* _SELECTED EXCERPT_:
----------------------------------------

Global temperatures just jumped. Will you?
Several forces are forcing global warming to take off. We're making plans for when political will finally does too.
For decades, we’ve all been that frog in Al Gore’s pot — the one that, because the water is boiling so slowly, doesn’t realize it’s about to get cooked. Now, suddenly, temperatures are spiking, and there are several reasons to believe we could be at the beginning of a new phase of exponential global warming. It’s scary. But is it scary enough to make the frog jump?
Since this temperature spike hasn’t exactly been front page news, I’ll explain. Remember that really far-off 1.5 Celsius (2.7F) level of warming we have to prevent for the sake of our grandchildren? Turns out, we’re already there. The past 12 months were 1.68C above the 1850-1900 baseline. When you look at a graph of global temperatures over time, the past 50 years look like a jet plane taking off. The past one looks like a rocket heading straight up.
Some climate scientists are sounding the alarm — in academic papers. Publicly freaking out is not their job. Other experts caution that the recent spike could be a random outlier, and no one should panic. But climate scientists have been telling us for years about forces they expected would accelerate warming. These include “climate feedback loops” and reduced sun-blocking fossil fuel dust. Now that the accelerated warming we were expecting is here, common sense dictates that we should act as though there’s at least a chance it’s the real thing and not a freak occurrence.
Here’s an example of a climate feedback loop: Ice and snow reflect the sun’s heat away from earth. But global warming reduces the earth’s ice and snow cover, which makes the earth warmer, which melts more ice and snow, and so on. Another is thawing tundra, which releases methane, a greenhouse gas many times more potent than CO2. The more thawing tundra, the more methane in the atmosphere, which thaws more tundra. Forest fires, which release huge quantities of CO2, heat the planet, causing more forest fires. Scientists are still debating whether frozen methane at the bottom of the oceans is melting and entering the atmosphere. Also poorly understood is reduced photosynthesis in oceans, causing less CO2 to be captured and stored at the bottom of the ocean. There are other feedback loops and probably more waiting to be discovered.

----------------------------------------

* _DATA FOR THIS TASK_:

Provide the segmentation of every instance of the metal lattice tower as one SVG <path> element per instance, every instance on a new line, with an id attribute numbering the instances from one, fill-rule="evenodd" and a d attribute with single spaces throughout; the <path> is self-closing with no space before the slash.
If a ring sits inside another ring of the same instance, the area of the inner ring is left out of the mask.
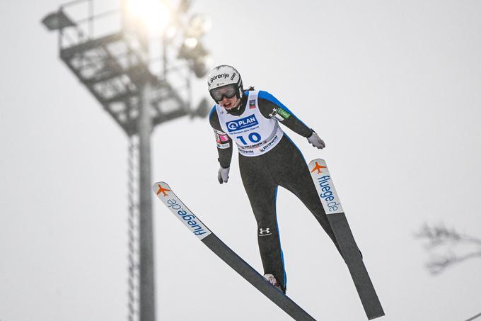
<path id="1" fill-rule="evenodd" d="M 50 30 L 58 31 L 60 59 L 129 140 L 128 320 L 155 321 L 151 135 L 155 126 L 163 123 L 185 116 L 207 116 L 205 98 L 197 109 L 191 108 L 191 78 L 194 74 L 197 77 L 205 75 L 208 52 L 198 38 L 192 38 L 202 35 L 202 19 L 194 16 L 190 26 L 182 24 L 180 18 L 191 1 L 180 0 L 177 9 L 169 7 L 175 15 L 171 26 L 186 41 L 163 38 L 160 43 L 162 70 L 153 71 L 147 38 L 125 28 L 127 0 L 120 1 L 121 10 L 94 14 L 93 0 L 74 0 L 47 15 L 42 23 Z M 86 14 L 73 19 L 75 15 L 69 10 L 78 6 L 83 6 Z M 120 22 L 120 30 L 94 33 L 96 22 L 112 16 Z"/>
<path id="2" fill-rule="evenodd" d="M 129 200 L 129 315 L 128 321 L 139 321 L 140 236 L 139 228 L 139 145 L 135 135 L 129 139 L 128 200 Z"/>

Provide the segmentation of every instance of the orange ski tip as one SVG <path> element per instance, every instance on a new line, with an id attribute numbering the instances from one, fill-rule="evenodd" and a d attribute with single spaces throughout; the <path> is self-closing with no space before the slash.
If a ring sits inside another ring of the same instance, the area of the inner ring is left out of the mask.
<path id="1" fill-rule="evenodd" d="M 166 186 L 166 188 L 163 188 L 163 187 L 162 187 L 162 185 L 163 185 L 164 186 Z M 166 193 L 166 192 L 170 192 L 170 191 L 171 191 L 170 189 L 167 188 L 167 187 L 169 187 L 169 186 L 167 185 L 167 184 L 166 184 L 166 183 L 163 182 L 163 181 L 158 181 L 157 183 L 156 183 L 156 184 L 153 184 L 153 186 L 154 186 L 155 188 L 158 188 L 158 190 L 157 191 L 157 193 L 156 193 L 157 195 L 158 195 L 158 194 L 160 194 L 161 193 L 162 193 L 163 194 L 164 196 L 167 196 L 168 194 L 167 193 Z"/>
<path id="2" fill-rule="evenodd" d="M 323 172 L 323 171 L 321 171 L 321 169 L 325 169 L 325 168 L 328 168 L 328 167 L 326 167 L 325 166 L 320 165 L 319 163 L 318 163 L 318 161 L 316 160 L 315 161 L 315 166 L 314 166 L 314 167 L 311 170 L 311 172 L 313 173 L 314 171 L 315 171 L 317 169 L 318 174 L 320 174 L 320 173 Z"/>

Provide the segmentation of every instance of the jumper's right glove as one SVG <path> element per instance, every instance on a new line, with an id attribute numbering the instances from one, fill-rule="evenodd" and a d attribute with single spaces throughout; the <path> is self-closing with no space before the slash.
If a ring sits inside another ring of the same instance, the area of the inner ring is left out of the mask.
<path id="1" fill-rule="evenodd" d="M 314 130 L 313 130 L 312 135 L 307 137 L 307 140 L 313 146 L 314 146 L 315 147 L 318 147 L 320 150 L 322 150 L 323 148 L 325 147 L 325 144 L 324 143 L 324 141 L 323 141 L 323 140 L 320 139 L 320 137 L 318 135 L 317 133 L 315 133 Z"/>
<path id="2" fill-rule="evenodd" d="M 217 179 L 220 184 L 227 183 L 227 180 L 228 179 L 228 171 L 230 169 L 231 167 L 228 167 L 226 169 L 224 167 L 219 169 L 219 173 L 217 173 Z"/>

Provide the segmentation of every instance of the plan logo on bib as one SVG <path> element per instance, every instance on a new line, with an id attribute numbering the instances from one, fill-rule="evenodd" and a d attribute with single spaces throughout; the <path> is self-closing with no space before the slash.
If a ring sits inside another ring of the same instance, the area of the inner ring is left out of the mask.
<path id="1" fill-rule="evenodd" d="M 256 125 L 259 125 L 259 123 L 255 118 L 255 115 L 251 115 L 250 116 L 244 117 L 243 118 L 226 123 L 226 126 L 229 133 L 248 128 L 250 127 L 255 126 Z"/>

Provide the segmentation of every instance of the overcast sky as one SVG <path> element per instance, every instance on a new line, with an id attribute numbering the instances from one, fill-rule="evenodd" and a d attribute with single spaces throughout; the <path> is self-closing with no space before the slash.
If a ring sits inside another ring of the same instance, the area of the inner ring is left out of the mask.
<path id="1" fill-rule="evenodd" d="M 61 4 L 0 1 L 1 321 L 127 320 L 127 140 L 40 24 Z M 286 130 L 308 162 L 328 162 L 381 320 L 481 312 L 481 260 L 433 277 L 413 237 L 424 222 L 481 236 L 481 2 L 198 0 L 192 11 L 212 18 L 216 64 L 325 141 L 319 151 Z M 199 81 L 196 102 L 205 90 Z M 237 155 L 219 185 L 207 119 L 157 128 L 152 147 L 152 181 L 262 271 Z M 290 320 L 153 201 L 158 320 Z M 366 320 L 312 215 L 281 188 L 277 210 L 288 295 L 317 320 Z"/>

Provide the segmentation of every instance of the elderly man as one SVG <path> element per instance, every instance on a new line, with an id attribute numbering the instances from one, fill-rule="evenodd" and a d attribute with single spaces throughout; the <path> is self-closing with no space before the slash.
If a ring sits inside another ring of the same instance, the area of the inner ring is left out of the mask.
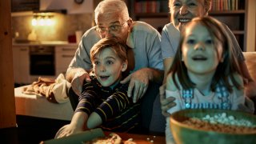
<path id="1" fill-rule="evenodd" d="M 143 127 L 149 128 L 153 102 L 163 79 L 163 64 L 160 49 L 160 34 L 150 25 L 133 22 L 129 17 L 126 3 L 121 0 L 102 1 L 95 10 L 97 26 L 82 36 L 66 78 L 71 82 L 73 90 L 79 95 L 83 81 L 90 82 L 92 68 L 90 59 L 91 47 L 103 38 L 115 38 L 132 48 L 134 62 L 133 72 L 121 83 L 130 82 L 128 96 L 134 102 L 142 98 Z"/>

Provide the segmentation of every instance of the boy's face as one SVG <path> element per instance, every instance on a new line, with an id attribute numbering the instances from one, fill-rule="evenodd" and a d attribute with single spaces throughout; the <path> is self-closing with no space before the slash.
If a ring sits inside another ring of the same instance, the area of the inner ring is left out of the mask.
<path id="1" fill-rule="evenodd" d="M 213 38 L 205 26 L 193 22 L 186 27 L 182 54 L 189 73 L 214 74 L 222 61 L 222 53 L 221 42 Z"/>
<path id="2" fill-rule="evenodd" d="M 127 62 L 122 62 L 110 47 L 97 54 L 92 62 L 97 79 L 103 86 L 115 84 L 127 68 Z"/>
<path id="3" fill-rule="evenodd" d="M 126 43 L 130 30 L 129 22 L 130 21 L 123 20 L 120 12 L 98 14 L 96 24 L 98 30 L 102 30 L 102 34 L 100 34 L 99 30 L 97 31 L 102 38 L 115 38 L 118 41 Z"/>
<path id="4" fill-rule="evenodd" d="M 171 22 L 179 31 L 195 17 L 206 15 L 205 0 L 170 0 Z"/>

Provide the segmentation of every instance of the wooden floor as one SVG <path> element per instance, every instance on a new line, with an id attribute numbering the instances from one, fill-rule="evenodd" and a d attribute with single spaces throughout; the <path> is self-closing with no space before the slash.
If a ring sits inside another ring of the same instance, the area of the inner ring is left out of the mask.
<path id="1" fill-rule="evenodd" d="M 70 122 L 17 116 L 17 127 L 0 129 L 0 143 L 38 144 L 54 138 L 58 130 L 67 123 Z"/>

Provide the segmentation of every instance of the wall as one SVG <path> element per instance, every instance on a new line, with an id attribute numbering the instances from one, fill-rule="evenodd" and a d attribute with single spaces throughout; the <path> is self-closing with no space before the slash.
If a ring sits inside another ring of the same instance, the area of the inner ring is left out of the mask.
<path id="1" fill-rule="evenodd" d="M 33 26 L 32 14 L 13 16 L 11 29 L 13 38 L 18 32 L 19 39 L 27 39 L 32 30 L 35 30 L 38 40 L 40 41 L 67 41 L 68 36 L 74 34 L 76 30 L 85 32 L 93 24 L 92 14 L 63 14 L 53 13 L 55 24 L 50 26 Z"/>

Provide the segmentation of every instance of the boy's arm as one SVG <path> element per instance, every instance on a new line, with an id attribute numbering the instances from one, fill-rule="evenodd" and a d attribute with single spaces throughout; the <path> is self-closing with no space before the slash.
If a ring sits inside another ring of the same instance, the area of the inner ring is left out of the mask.
<path id="1" fill-rule="evenodd" d="M 95 128 L 96 126 L 100 126 L 101 124 L 102 124 L 102 118 L 98 115 L 98 114 L 92 112 L 91 114 L 89 116 L 87 121 L 88 129 Z"/>

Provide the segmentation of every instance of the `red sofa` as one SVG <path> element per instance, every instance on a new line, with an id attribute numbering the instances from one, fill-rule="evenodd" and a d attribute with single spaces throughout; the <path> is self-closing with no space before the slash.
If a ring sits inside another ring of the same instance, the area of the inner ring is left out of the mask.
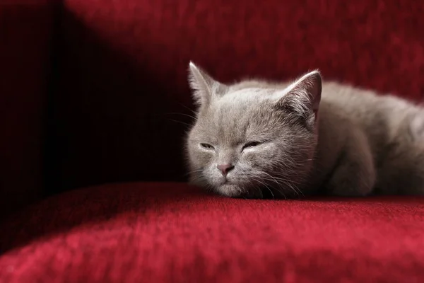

----------------------------------------

* _COMPLETE THE FOLLOWING_:
• 1. Reproduce everything in the global warming article from "Global temperatures just" down to "finally does too.", word for word.
• 2. Quote everything from the start of the listing down to the line containing "60 59 L 129", both ends included, and leave the pictures out.

* _ANSWER SET_:
• 1.
Global temperatures just jumped. Will you?
Several forces are forcing global warming to take off. We're making plans for when political will finally does too.

• 2.
Provide the segmentation of every instance of the metal lattice tower as one SVG <path> element per instance, every instance on a new line, with an id attribute numbering the instances from one, fill-rule="evenodd" and a d attribute with single spaces throughout; the <path> is self-closing with no space before the slash.
If a ring sits inside another ring of the same instance, the area of the inner ring is left out of the mask.
<path id="1" fill-rule="evenodd" d="M 50 30 L 58 31 L 60 59 L 129 140 L 128 320 L 155 321 L 151 135 L 155 126 L 163 123 L 185 116 L 207 116 L 205 98 L 197 109 L 191 108 L 191 78 L 194 74 L 197 77 L 205 75 L 208 52 L 198 38 L 192 38 L 202 35 L 202 19 L 194 16 L 190 26 L 182 24 L 180 18 L 191 1 L 180 0 L 177 9 L 169 7 L 175 15 L 171 26 L 186 41 L 163 38 L 160 43 L 162 70 L 153 71 L 147 38 L 125 28 L 127 0 L 120 1 L 121 10 L 94 14 L 93 0 L 74 0 L 47 15 L 42 23 Z M 86 14 L 73 19 L 75 15 L 69 10 L 78 6 L 83 6 Z M 120 22 L 120 30 L 94 33 L 96 22 L 112 16 Z"/>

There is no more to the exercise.